** start of Text segment **
I am making a request to a URL and in the xml response I get, the xmlns attribute namespace changes from time to time. Hence finding an element returns None when I hardcode the namespace.
For instance I get the following XML:
<package xmlns="http://schemas.microsoft.com/packaging/2012/06/nuspec.xsd">
<metadata>
<id>SharpZipLib</id>
<version>1.1.0</version>
<authors>ICSharpCode</authors>
<owners>ICSharpCode</owners>
<requireLicenseAcceptance>false</requireLicenseAcceptance>
<licenseUrl>https://github.com/icsharpcode/SharpZipLib/blob/master/LICENSE.txt</licenseUrl>
<projectUrl>https://github.com/icsharpcode/SharpZipLib</projectUrl>
<description>SharpZipLib (#ziplib, formerly NZipLib) is a compression library for Zip, GZip, BZip2, and Tar written entirely in C# for .NET. It is implemented as an assembly (installable in the GAC), and thus can easily be incorporated into other projects (in any .NET language)</description>
<releaseNotes>Please see https://github.com/icsharpcode/SharpZipLib/wiki/Release-1.1 for more information.</releaseNotes>
<copyright>Copyright © 2000-2018 SharpZipLib Contributors</copyright>
<tags>Compression Library Zip GZip BZip2 LZW Tar</tags>
<repository type="git" url="https://github.com/icsharpcode/SharpZipLib" commit="45347c34a0752f188ae742e9e295a22de6b2c2ed"/>
<dependencies>
<group targetFramework=".NETFramework4.5"/>
<group targetFramework=".NETStandard2.0"/>
</dependencies>
</metadata>
</package>
Now see the xmlns attribute. The entire attribute is same but sometimes the '2012/06' part keeps changing from time to time for certain responses. I have the following python script. See the line ns = {'nuspec': 'http://schemas.microsoft.com/packaging/2013/05/nuspec.xsd'}
. I can't hardcode the namespace like that. Are there any alternatives like using regular expressions etc to map the namespace? Only the date part changes i.e. 2013/05 in some responses its 2012/04 etc.
** end of Text segment **
■ Prompt 1:
Please show each line of the records that contains the string "tent".
The forum post and the records have unrelated sources.
** start of The data **
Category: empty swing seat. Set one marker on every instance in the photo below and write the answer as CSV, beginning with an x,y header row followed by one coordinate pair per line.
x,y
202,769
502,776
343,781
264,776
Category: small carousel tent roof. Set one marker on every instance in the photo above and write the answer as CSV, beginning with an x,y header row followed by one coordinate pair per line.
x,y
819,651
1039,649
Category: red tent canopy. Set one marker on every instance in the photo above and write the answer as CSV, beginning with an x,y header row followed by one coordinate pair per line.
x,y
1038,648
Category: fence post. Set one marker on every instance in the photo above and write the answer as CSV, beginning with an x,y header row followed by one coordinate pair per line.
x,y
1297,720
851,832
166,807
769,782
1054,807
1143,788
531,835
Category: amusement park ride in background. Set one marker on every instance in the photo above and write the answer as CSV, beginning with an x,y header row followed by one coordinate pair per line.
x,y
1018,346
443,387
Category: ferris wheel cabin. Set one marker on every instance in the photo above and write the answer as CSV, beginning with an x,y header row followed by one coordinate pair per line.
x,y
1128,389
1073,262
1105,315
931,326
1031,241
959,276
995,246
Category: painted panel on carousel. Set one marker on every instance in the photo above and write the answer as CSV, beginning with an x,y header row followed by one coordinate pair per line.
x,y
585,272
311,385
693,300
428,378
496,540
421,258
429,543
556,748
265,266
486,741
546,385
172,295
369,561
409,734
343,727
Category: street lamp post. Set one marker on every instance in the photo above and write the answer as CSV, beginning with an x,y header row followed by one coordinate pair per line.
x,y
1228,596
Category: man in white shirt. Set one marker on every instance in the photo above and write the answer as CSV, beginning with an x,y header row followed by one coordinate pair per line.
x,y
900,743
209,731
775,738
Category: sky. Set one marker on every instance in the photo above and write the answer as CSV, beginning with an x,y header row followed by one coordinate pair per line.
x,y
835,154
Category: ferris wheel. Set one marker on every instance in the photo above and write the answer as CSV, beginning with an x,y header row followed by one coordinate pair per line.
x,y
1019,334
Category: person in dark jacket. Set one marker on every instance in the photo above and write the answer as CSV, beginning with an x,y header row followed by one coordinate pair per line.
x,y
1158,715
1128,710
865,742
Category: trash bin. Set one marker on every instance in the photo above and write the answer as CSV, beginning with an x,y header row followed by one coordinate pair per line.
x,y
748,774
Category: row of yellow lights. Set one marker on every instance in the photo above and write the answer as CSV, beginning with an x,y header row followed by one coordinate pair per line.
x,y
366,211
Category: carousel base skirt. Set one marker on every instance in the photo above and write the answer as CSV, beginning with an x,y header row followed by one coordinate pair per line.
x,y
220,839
** end of The data **
■ Prompt 2:
Translate this sentence from the forum post into Spanish: "Hence finding an element returns None when I hardcode the namespace."

■ Full response 1:
Category: small carousel tent roof. Set one marker on every instance in the photo above and write the answer as CSV, beginning with an x,y header row followed by one coordinate pair per line.
Category: red tent canopy. Set one marker on every instance in the photo above and write the answer as CSV, beginning with an x,y header row followed by one coordinate pair per line.

■ Full response 2:
Por eso, la búsqueda de un elemento devuelve None cuando escribo el espacio de nombres de forma fija en el código.